### Problem
Convert each line of the items below into a Markdown table with two columns, Row and Text: number the rows in order and put each line in Text. Leave out blank lines.

### Provided entries
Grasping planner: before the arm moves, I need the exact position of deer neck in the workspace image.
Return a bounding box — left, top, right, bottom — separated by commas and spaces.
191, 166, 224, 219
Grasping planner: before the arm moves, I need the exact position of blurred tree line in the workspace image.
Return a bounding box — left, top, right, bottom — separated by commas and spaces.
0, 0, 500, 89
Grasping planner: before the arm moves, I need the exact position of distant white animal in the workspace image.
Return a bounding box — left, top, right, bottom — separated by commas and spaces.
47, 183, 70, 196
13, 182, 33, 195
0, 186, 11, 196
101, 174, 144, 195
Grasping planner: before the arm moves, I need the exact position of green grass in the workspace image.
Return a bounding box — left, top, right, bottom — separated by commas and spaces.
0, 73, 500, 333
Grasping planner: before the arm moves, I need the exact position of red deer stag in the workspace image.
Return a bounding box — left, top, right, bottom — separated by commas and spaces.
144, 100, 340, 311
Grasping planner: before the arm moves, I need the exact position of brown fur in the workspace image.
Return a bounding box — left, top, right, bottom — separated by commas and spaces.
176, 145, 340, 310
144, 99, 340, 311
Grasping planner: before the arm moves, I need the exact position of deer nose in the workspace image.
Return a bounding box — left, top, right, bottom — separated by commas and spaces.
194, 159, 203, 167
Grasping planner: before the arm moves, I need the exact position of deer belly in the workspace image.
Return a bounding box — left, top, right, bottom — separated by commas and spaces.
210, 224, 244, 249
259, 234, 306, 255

### Output below
| Row | Text |
|---|---|
| 1 | Grasping planner: before the arm moves, I need the exact position of deer neck in the workspace image. |
| 2 | Return a bounding box — left, top, right, bottom — separated by commas and spaces. |
| 3 | 191, 166, 224, 219 |
| 4 | Grasping planner: before the arm moves, I need the exact position of blurred tree line in the workspace image. |
| 5 | Return a bounding box — left, top, right, bottom — separated by commas and spaces. |
| 6 | 0, 0, 500, 89 |
| 7 | Grasping planner: before the arm moves, I need the exact position of distant white animal in the workspace image. |
| 8 | Return a bounding box — left, top, right, bottom — separated by commas and spaces. |
| 9 | 47, 183, 70, 196 |
| 10 | 13, 182, 33, 195 |
| 11 | 0, 186, 11, 196 |
| 12 | 101, 174, 144, 195 |
| 13 | Grasping planner: before the arm moves, I need the exact position of green grass in the workspace image. |
| 14 | Return a bounding box — left, top, right, bottom — separated by commas and spaces. |
| 15 | 0, 73, 500, 333 |
| 16 | Grasping planner: before the arm moves, I need the exact position of red deer stag in the workspace image. |
| 17 | Return a bounding box — left, top, right, bottom — separated by commas and spaces. |
| 18 | 144, 100, 340, 311 |
| 19 | Grasping planner: before the arm moves, I need the exact position of brown fur in the workspace image. |
| 20 | Return a bounding box — left, top, right, bottom — separated by commas and spaces. |
| 21 | 176, 145, 340, 310 |
| 22 | 144, 99, 340, 311 |
| 23 | Grasping planner: before the arm moves, I need the exact position of deer nose in the workspace image. |
| 24 | Return a bounding box — left, top, right, bottom — separated by commas and spaces. |
| 25 | 194, 159, 203, 167 |
| 26 | Grasping planner: before the arm moves, I need the exact position of deer belly in the workspace image. |
| 27 | Return a bounding box — left, top, right, bottom — separated by commas and spaces. |
| 28 | 210, 224, 244, 249 |
| 29 | 259, 234, 306, 255 |